◆ READING PASSAGE:
>> Start

A digital city is a virtual model that accurately reflects the physical urban environment. The virtual city can run simulations, study performance issues and generate possible improvements. The insights generated can then be applied back to the original physical environment. For example, planners might use a digital twin to predict transit times between two areas within a city coupled with socioeconomic data to determine optimal locations for public services to accommodate underserved residents better.

While still nascent, digital cities are emerging as the foundation of the smart city. Applied at scale, digital cities can help address the challenges that plague urban centres, including congestion, pollution, and pressure on resources, especially water and energy. Cities represent 54 per cent of the world’s population today, which will grow to 70 per cent by 2050. Cities also account for 75 per cent of global energy consumption and 80 per cent of global greenhouse gas emissions. The GCC is one of the most highly urbanised parts of the world, with 85 per cent of the population living in cities today, expected to rise to 90 per cent by 2050.

>> End

◆ OBJECTIVE A:
In the records below, rewrite as a numbered list the lines from the one containing "Where can the evergreen" through the last line of the records, both included. Leave out blank lines.

◆ RECORDS SHOWN:

>> Start

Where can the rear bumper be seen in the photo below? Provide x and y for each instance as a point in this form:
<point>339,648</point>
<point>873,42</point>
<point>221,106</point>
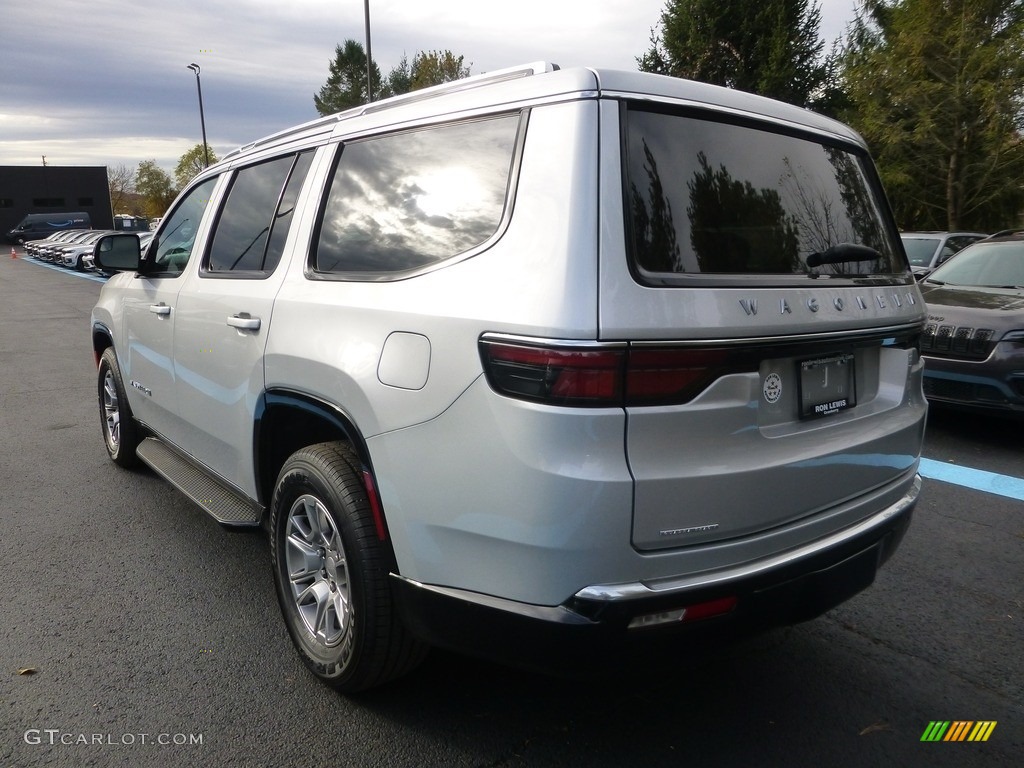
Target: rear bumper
<point>790,588</point>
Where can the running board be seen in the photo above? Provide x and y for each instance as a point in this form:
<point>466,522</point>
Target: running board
<point>225,505</point>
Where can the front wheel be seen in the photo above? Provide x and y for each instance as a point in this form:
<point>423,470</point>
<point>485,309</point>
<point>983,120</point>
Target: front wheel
<point>331,571</point>
<point>119,427</point>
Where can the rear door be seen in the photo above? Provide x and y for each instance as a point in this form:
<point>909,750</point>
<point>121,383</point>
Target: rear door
<point>759,268</point>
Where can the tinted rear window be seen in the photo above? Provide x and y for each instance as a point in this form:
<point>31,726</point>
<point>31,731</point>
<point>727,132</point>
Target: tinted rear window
<point>706,197</point>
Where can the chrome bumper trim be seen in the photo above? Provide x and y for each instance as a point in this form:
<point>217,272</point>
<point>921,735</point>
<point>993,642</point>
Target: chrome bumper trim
<point>611,593</point>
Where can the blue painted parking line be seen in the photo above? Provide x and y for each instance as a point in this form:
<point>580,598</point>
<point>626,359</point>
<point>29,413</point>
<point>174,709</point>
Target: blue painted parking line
<point>990,482</point>
<point>66,270</point>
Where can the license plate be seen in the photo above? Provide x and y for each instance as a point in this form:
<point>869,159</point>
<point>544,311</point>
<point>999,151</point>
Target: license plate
<point>826,386</point>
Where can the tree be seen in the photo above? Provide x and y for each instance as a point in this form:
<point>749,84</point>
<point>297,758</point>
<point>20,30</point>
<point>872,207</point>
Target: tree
<point>192,163</point>
<point>399,80</point>
<point>121,182</point>
<point>937,89</point>
<point>770,47</point>
<point>157,187</point>
<point>346,82</point>
<point>434,68</point>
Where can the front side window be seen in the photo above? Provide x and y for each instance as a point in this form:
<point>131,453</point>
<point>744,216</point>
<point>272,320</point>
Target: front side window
<point>411,200</point>
<point>706,197</point>
<point>172,246</point>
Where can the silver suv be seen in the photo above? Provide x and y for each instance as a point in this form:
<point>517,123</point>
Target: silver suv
<point>534,365</point>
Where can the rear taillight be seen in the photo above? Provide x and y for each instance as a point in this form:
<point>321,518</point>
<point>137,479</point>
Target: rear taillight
<point>555,375</point>
<point>604,376</point>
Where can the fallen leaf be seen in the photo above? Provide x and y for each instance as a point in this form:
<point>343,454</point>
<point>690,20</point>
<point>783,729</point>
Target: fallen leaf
<point>876,727</point>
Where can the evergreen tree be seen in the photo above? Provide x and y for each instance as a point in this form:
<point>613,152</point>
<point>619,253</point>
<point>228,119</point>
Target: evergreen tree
<point>156,186</point>
<point>770,47</point>
<point>937,89</point>
<point>346,83</point>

>> End

◆ OBJECTIVE B:
Continue the text on digital cities from its final sentence.

◆ OUTPUT A:
1. Where can the evergreen tree be seen in the photo above? Provide x and y for each instance as a point in this form:
2. <point>613,152</point>
3. <point>619,253</point>
4. <point>228,119</point>
5. Target: evergreen tree
6. <point>156,186</point>
7. <point>770,47</point>
8. <point>937,89</point>
9. <point>346,83</point>

◆ OUTPUT B:
Data is the linchpin of the digital city. Sensors collect data on infrastructure, processes and operations such as utilities, mobility and infrastructure which can then be exposed to advanced analytics platforms. This data can better manage resources, assets and services and improve operations. Ultimately, the insights afforded by this data help cities realise specific initiatives and improve the lives of their citizens. The McKinsey Global Institute found smart city technology can improve essential quality of life indicators – the cost of living, safety, time, jobs, connectedness, environment, and health – by 10 to 30 per cent.

A vital component of the digital city is the Smart Grid Digital Twin, a simulation of the electricity generation and transmission system. The Smart Grid Digital Twin reflects the entire life cycle process of the smart grid by mapping it in the virtual space. Power grid transmission lines are expanding as populations increase, coupled with frequent natural disasters and equipment deterioration, resulting in increased pressure on power grid line inspections. Current line inspections mainly rely on manual processes that are inefficient and result in inspection blind spots. Digital twin smart grid technology can realise real-time assessment, fault analysis, and report the results, thereby significantly reducing labour costs.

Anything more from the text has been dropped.